### Excerpt
The media, the incredible box scores these players produce, and the success of their teams have allowed us to focus on the five primary players in contention for this award: Russell Westbrook, James Harden, LeBron James, Kawhi Leonard, and Isaiah Thomas. We know that they are each the best player on the team, and we know that each of their teams wins frequently, but we are unable to quantify exactly how much value they each add to their respective teams. How impactful are their individual performances on their team’s winning or losing? To determine this, we constructed a logistic regression model based on a few key variables.
The outcome variable we are attempting to predict is a binary value that is 1 in a win and 0 in a loss. The first variable we add to the model is called Game Score. This statistic is a linear combination of all of the important basic statistics a player accumulates in a game, and its purpose is to roughly estimate a player’s productivity in a certain game. This is the formula for Game Score:
\[ Points + 0.4 * Field Goals Made - 0.7 * Field Goals Attempted - 0.4*(Free Throws Attempted - Free Throws Made) + 0.7 * Offensive Rebounds + 0.3 * Defensive Rebounds + Steals + 0.7 * Assists + 0.7 * Blocks - 0.4 * Fouls - Turnovers. \]
The next variable we added to the model was a binary variable signifying whether or not the game was at the player’s home arena or at the opposing team’s arena. Since players tend to have improved play at home with their fans cheering for them (rather than opposing fans booing them), we wanted to account for this potential shift. Our final variable was an interaction between the days of rest players get before a game (how many days it has been since the previous game) and the amount of minutes a player plays within that game. This is important because it measures a player’s fatigue on a given night, which could also be a significant factor in one’s level of play. Back to backs (playing two games on back to back days) are some of the most grueling stretches of scheduling in the NBA, and fatigue sets in the most on such occasions. Furthermore, a player is more likely to grow exhausted when playing closer to or more than 40 minutes of a 48 minute game. We wanted to account for this in our model as well, as it could also alter a player’s level of play.

### What is needed
Carry on the excerpt about the logistic regression model of MVP candidates' impact on winning, starting after its final sentence.

### Dataset
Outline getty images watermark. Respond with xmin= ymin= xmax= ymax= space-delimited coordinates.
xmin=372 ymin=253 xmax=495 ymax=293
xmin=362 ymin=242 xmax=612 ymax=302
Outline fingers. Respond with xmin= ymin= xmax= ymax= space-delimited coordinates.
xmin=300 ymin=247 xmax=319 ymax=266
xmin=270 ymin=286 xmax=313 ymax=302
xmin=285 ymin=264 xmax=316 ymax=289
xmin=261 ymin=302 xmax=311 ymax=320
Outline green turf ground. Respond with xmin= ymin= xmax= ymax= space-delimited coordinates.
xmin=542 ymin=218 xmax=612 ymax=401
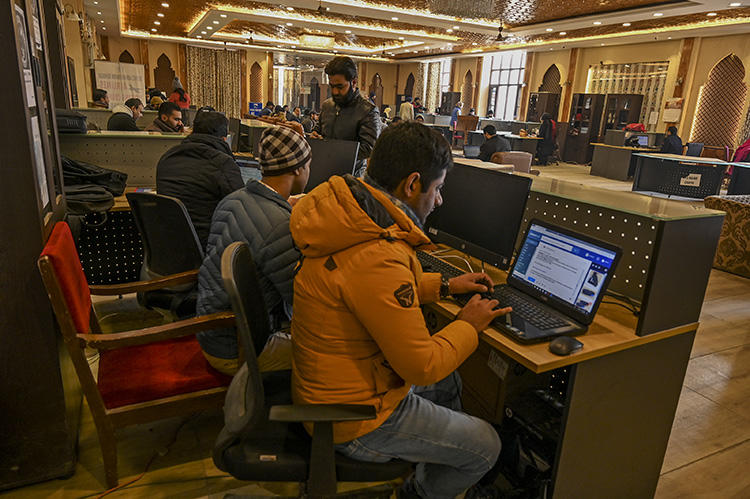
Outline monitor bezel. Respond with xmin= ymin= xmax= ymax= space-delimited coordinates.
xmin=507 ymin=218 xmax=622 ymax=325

==

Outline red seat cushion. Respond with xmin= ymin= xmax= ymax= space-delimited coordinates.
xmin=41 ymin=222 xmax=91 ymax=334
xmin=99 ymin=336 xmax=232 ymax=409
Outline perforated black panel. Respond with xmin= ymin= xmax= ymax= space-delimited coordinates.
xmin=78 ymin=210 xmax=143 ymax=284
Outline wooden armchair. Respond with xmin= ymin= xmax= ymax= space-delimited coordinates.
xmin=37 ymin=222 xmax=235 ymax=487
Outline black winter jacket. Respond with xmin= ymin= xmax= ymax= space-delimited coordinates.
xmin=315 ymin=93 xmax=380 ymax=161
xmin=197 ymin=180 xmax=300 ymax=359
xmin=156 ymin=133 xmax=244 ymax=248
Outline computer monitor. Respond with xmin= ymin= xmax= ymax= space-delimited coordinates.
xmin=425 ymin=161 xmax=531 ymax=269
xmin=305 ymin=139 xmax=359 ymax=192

### The output
We then used this model to create a set of probabilities for each game a player played in. Based on a player’s fatigue, location, and box score statistics (all of which can be determinants of a player’s performance), these probabilities determine how likely a player’s team is to win a given game. Here is a plot of the range of win probabilities for each of our five MVP candidate’s teams:
We can see general trends in each player’s play from this plot. For example, we see that Russell Westbrook and LeBron James have around 30 and 18 games respectively in which their team is expected to lose (less than .50 win probability) based on their play. The other three candidates, however, each have approximately 10 such games. This could speak to the player’s lack of impact, but it could also speak to the supporting cast surrounding that player. Westbrook (in some people’s opinions) has a weaker group of players on his team than any of the other candidates, so it makes sense that he may be less able to singlehandedly guarantee his team a win.
Furthermore, Isaiah Thomas often has a high win probability but he never seems to have those few games where his team is basically guaranteed to win (greater than .95 win probability). This could signify that he may not have those epic performances that will be talked about for years to come, while each of the other players does have at least a few such games. Kawhi Leonard has the most consistently good play, with his team’s win probability almost always above .60 based on his play. However, his team does have the most wins of any of these players’ teams, so that may speak to their skill as a team.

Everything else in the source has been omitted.